══ RECORDS PROVIDED
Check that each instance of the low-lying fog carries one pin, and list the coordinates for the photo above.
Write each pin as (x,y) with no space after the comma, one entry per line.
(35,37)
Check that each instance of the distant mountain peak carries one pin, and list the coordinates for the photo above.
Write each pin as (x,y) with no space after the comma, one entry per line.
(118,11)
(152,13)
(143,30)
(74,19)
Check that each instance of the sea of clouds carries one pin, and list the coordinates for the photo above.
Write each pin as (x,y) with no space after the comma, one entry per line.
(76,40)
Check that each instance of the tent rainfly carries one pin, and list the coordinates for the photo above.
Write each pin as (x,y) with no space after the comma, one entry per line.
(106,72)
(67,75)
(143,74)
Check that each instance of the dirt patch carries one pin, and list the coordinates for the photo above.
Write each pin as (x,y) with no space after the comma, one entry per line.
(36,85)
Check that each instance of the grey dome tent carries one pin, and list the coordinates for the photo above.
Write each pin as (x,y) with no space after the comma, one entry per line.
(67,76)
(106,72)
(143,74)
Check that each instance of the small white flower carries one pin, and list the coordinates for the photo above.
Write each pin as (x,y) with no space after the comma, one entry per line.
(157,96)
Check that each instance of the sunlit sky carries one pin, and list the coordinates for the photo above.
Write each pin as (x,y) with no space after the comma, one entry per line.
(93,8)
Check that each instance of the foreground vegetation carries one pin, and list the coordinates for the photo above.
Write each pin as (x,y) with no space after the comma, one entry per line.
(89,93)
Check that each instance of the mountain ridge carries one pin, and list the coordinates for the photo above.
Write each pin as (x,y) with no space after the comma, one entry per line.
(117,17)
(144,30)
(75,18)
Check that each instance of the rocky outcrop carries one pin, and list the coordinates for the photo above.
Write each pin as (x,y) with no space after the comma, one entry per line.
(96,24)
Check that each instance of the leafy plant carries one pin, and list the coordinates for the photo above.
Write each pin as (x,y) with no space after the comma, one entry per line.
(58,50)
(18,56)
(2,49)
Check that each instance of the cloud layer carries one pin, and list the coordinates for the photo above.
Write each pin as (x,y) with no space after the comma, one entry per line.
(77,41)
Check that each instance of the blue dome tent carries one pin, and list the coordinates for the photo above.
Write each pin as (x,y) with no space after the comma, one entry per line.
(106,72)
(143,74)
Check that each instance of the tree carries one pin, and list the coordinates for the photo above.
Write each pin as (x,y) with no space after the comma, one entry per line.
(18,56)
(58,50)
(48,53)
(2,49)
════
** GOAL **
Extract every record. Keep wording exact.

** OUTPUT BELOW **
Check that each instance of the low-lying fog carries one pin, and list the coordinates for the photo above.
Write each pin as (x,y) with no space after the comma, one entry per line.
(35,37)
Check that each instance of the distant mountain peak carries one pin, and list the coordinates for the photo above.
Write each pin as (x,y) with no space after the comma, one entry per line.
(118,11)
(152,13)
(143,30)
(74,19)
Check that each instance of the sea of clouds carries one pin, and list the coordinates for the photo above.
Write each pin as (x,y) with no space after the comma, one entry per line.
(76,40)
Check that each instance of the tent rainfly carries one pin, and list the coordinates for the photo above.
Write each pin as (x,y) with no space after the comma, one entry per line.
(106,72)
(67,75)
(143,74)
Check that each instance of the dirt patch carries one pin, and list the coordinates for the photo above.
Write each pin as (x,y) with no space after the comma, one entry per line.
(36,85)
Check that each instance of the grey dome tent carries one pin, and list the coordinates for the photo above.
Write each pin as (x,y) with no space after the comma, one entry per line.
(67,76)
(106,72)
(143,74)
Check that each instance of the small white flower carries one pin, and list the coordinates for the photo above.
Write each pin as (x,y) with no space after the comma, one entry per line.
(157,96)
Check that each instance of the sunlit sky carries one pin, and list the coordinates for the photo above.
Write each pin as (x,y) with no space after the comma, one entry per line.
(93,8)
Check that each instance of the foreground vegetation carries one pin, and list the coordinates for the photo above.
Write each pin as (x,y) with no space after the comma, one entry per line.
(89,93)
Check that each instance of the mountain ridge carries one pin, and list the coordinates for the photo above.
Write each pin as (x,y) with no space after the comma, one entry per line.
(117,17)
(144,30)
(75,18)
Check that each instance of the rocky outcrop carries one pin, and list the coordinates for the photo above.
Write each pin as (x,y) with no space after the comma, one entry per line.
(96,24)
Check that each instance of the leafy plant carries one pin, and list the coordinates for the photo above.
Write each pin as (x,y) with no space after the comma, one entry per line.
(58,50)
(18,56)
(2,49)
Check that each instance of the cloud layer carries one pin, and list the coordinates for the photo above.
Write each pin as (x,y) with no space after the comma, one entry per line.
(77,41)
Check that each instance of the blue dome tent carries one pin, and list the coordinates for the photo above.
Write each pin as (x,y) with no space after the comma, one entry per line.
(106,72)
(143,74)
Check that each instance of the tree carries one pin, and list the coordinates for the photo above.
Write each pin as (x,y) with no space after the comma, one entry per line.
(18,56)
(58,50)
(48,53)
(2,49)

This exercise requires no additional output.